## WORK ITEM
Find the lines of data that contain the string "lawn", then list them.

## DATA EXTRACTS
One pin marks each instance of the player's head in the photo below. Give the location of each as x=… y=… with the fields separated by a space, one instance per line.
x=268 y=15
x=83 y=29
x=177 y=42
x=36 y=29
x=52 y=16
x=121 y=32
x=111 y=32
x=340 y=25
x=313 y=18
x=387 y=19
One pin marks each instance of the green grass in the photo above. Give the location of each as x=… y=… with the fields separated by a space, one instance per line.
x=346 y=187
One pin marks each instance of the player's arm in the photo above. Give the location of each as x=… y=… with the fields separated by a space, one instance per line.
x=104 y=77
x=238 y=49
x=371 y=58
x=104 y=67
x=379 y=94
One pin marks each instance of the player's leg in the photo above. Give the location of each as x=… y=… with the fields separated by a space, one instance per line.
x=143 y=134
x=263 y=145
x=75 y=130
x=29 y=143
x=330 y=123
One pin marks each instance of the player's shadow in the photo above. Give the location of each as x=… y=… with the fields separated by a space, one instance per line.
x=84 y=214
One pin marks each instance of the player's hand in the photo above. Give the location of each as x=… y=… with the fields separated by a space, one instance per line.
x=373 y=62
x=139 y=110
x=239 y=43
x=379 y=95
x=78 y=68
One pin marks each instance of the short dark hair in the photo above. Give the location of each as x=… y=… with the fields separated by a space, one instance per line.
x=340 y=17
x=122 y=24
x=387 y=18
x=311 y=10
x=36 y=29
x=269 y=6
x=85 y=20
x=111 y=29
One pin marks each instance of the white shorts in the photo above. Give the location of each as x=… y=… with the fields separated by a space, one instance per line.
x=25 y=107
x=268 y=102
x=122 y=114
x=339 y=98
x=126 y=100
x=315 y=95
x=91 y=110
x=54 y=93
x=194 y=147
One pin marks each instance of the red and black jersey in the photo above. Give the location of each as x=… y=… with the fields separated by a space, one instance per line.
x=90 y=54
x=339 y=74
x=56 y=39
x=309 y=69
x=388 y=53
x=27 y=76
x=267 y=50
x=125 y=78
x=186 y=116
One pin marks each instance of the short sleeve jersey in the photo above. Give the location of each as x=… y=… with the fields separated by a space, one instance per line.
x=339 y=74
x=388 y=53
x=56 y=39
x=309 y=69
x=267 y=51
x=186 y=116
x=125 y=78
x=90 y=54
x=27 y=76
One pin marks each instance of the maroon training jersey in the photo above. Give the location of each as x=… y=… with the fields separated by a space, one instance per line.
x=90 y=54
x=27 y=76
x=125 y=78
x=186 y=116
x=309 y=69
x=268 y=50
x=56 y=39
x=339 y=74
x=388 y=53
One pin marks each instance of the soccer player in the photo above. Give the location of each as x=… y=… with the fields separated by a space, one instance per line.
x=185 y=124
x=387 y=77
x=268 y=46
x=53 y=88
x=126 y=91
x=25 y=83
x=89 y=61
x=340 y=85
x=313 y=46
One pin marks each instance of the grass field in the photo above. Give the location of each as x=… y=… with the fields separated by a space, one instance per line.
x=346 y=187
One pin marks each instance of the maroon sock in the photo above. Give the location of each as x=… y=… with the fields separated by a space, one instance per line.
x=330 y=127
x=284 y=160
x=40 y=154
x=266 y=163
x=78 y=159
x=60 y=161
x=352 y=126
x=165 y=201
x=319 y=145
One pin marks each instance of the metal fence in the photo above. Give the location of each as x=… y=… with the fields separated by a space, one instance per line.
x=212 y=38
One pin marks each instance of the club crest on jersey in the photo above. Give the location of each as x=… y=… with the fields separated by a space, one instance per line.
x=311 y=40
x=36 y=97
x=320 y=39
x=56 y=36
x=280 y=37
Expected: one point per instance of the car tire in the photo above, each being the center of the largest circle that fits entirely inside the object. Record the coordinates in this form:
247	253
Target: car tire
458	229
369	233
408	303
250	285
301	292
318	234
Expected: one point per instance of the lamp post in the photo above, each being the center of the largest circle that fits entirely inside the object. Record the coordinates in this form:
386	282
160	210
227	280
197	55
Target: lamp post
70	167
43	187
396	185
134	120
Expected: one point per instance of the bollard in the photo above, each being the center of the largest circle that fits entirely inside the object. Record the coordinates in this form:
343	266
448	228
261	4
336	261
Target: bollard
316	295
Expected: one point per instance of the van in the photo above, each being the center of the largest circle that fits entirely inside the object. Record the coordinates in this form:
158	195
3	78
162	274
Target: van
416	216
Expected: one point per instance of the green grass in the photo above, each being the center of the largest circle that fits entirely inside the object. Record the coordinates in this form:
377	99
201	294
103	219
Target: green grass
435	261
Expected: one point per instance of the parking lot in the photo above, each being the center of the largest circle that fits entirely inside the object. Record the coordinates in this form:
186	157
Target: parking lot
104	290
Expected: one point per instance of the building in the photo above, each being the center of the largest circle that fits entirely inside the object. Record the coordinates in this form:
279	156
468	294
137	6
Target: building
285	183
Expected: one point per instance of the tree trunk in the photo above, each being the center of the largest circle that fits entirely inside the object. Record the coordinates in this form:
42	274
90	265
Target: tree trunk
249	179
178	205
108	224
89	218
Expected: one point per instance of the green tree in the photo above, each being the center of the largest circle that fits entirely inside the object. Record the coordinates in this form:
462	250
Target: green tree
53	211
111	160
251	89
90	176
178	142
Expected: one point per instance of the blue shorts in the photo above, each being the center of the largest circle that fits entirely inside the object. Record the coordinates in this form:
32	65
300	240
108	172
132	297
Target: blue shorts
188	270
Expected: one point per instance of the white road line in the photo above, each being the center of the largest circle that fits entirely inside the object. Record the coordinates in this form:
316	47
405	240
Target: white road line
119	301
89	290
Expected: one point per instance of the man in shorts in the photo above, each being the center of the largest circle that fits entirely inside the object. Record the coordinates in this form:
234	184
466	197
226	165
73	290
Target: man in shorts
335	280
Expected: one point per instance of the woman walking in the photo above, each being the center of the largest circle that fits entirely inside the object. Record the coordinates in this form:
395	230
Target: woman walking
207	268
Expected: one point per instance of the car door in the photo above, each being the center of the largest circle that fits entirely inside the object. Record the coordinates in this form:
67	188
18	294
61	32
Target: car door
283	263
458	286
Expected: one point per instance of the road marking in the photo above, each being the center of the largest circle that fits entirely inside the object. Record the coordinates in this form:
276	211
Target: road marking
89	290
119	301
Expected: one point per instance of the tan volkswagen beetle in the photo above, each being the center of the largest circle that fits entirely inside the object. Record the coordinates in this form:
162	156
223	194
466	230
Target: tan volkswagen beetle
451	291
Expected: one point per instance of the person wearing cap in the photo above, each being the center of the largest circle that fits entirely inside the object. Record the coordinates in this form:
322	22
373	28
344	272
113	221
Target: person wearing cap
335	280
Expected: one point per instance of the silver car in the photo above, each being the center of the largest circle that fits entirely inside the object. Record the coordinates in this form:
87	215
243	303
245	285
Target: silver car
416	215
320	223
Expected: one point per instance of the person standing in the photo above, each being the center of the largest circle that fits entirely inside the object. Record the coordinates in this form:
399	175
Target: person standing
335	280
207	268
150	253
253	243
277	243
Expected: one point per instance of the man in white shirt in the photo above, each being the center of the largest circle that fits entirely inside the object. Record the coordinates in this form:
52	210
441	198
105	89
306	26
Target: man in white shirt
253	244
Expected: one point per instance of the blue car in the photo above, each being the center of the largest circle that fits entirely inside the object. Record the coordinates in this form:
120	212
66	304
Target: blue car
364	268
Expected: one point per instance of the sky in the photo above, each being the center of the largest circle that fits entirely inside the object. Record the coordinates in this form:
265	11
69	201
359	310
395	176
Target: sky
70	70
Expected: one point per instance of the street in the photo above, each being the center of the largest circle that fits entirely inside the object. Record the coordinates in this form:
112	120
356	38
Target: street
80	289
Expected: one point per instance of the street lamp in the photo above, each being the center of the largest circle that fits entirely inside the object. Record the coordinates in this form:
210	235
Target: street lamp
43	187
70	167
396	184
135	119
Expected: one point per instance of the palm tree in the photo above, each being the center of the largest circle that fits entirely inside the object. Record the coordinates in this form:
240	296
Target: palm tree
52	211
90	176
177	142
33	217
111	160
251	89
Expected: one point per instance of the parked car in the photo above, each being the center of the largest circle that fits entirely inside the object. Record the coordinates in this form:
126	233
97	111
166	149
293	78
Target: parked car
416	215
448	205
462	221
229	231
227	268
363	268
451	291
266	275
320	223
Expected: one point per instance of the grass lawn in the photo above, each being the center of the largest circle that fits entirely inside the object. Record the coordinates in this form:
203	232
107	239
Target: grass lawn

## ANSWER SECTION
Expected: one point per instance of the grass lawn in the photo above, each being the center of the largest circle that fits entirely inside the object. Record the coordinates in this form:
Target: grass lawn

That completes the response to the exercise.